## Supplied text
_ _ _

This Christmastime, when the carolers are singing about peace and good will, I think about some of the soldiers I met in Iraq this year and of the decent Iraqis they are trying to help. This isn't a column about the big issues in the war but about the human beings who are trying to do their jobs, stay alive and come back home to the people they love.
I think about Sgt. Allen Maresh, a reservist from Dodge, Neb., who had just finished briefing his men about the roadside bombs and ambushes they might face as they took their convoy of supplies from Kuwait to Baghdad. A cold rain was falling, and Maresh was impatient to get going. I asked him one of those big-picture questions reporters like, but he waved me off.
"No matter what the belief is about whether the war is right or wrong, the soldier is never at fault," he said. "It's the politicians who make the decisions. We do what we're told." With that, Maresh and his convoy headed north into the war zone.
There are so many reservists and National Guard soldiers like Maresh in the Iraq theater. They never imagined that they would be fighting this kind of war, but they're doing it anyway -- not always cheerfully, but dutifully. Some, like an Army Reserve captain I met in Kuwait, have lost their spouses through divorce during the long months of separation. Others, like a reserve officer I met in Baghdad in July, had just started new businesses when they were called up, and worry that their careers will never get back on track.
When you ask these soldiers what they're fighting for, they don't give very complicated answers. Some mention Iraqis they've met and say they want to give them a chance to rebuild the country. Others talk about the "bad guys" who are attacking U.S. and Iraqi troops. A few are openly skeptical about the war. Among troops in Baghdad in July, bootleg copies of Michael Moore's antiwar film, "Fahrenheit 9/11," were making the rounds. But the most common sentiment you hear, which is probably the core motivation for soldiers in every war, is that they're fighting for their buddies so they'll all get through alive.
"I know the guys in my unit as well as anybody I've known in my life," Staff Sgt. Robert Cohee told me, describing his reserve unit from Nebraska, which has been convoying supplies to Baghdad since March. "You can't refuse a mission," he said. "You don't want to let your buddy down."
Some of these soldiers are already back for a second tour in Iraq. In July, in the baking heat of the Iraqi summer at a base outside Baghdad, I asked Lt. Col. Marcus de Oliveira why he had come back almost immediately after finishing his first tour. He's doing a crucial job, helping train the Iraqi National Guard, but that's not how he answered the question. "I got tired of watching it on television," he said. "The place for an infantry officer is in the fight."

_ _ _

## Exercise description
Copy the column about soldiers in Iraq word for word from "I think about Sgt." to "waved me off.".

## Collected data
_ _ _

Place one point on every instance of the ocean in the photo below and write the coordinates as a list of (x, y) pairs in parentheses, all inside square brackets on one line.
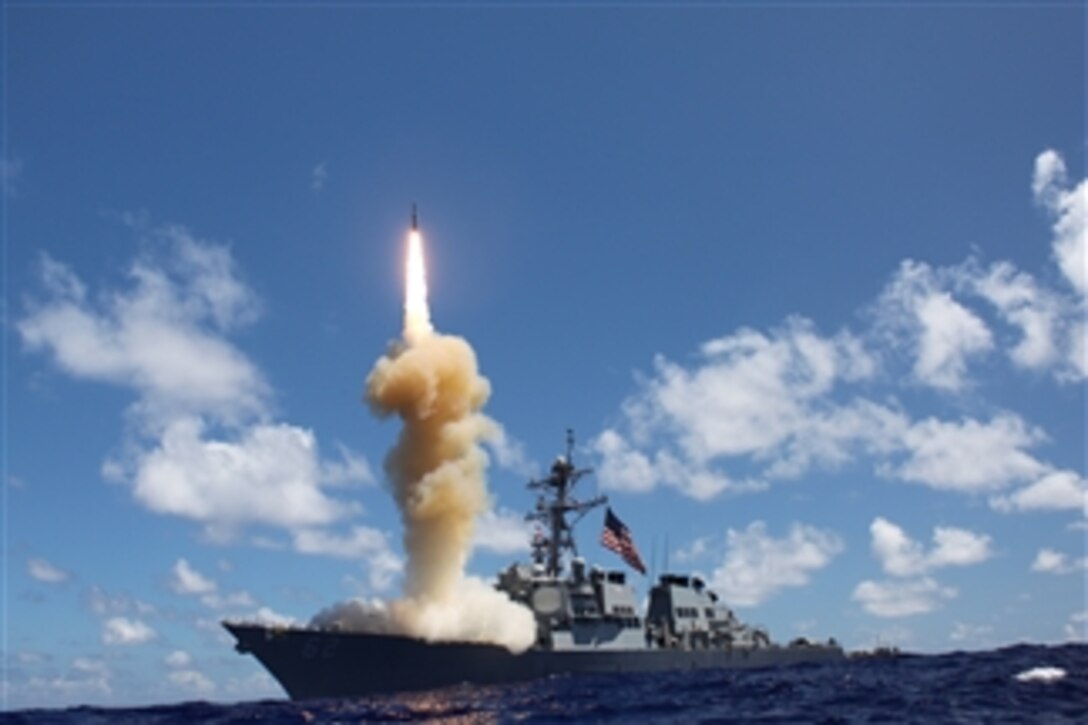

_ _ _

## Task response
I think about Sgt. Allen Maresh, a reservist from Dodge, Neb., who had just finished briefing his men about the roadside bombs and ambushes they might face as they took their convoy of supplies from Kuwait to Baghdad. A cold rain was falling, and Maresh was impatient to get going. I asked him one of those big-picture questions reporters like, but he waved me off.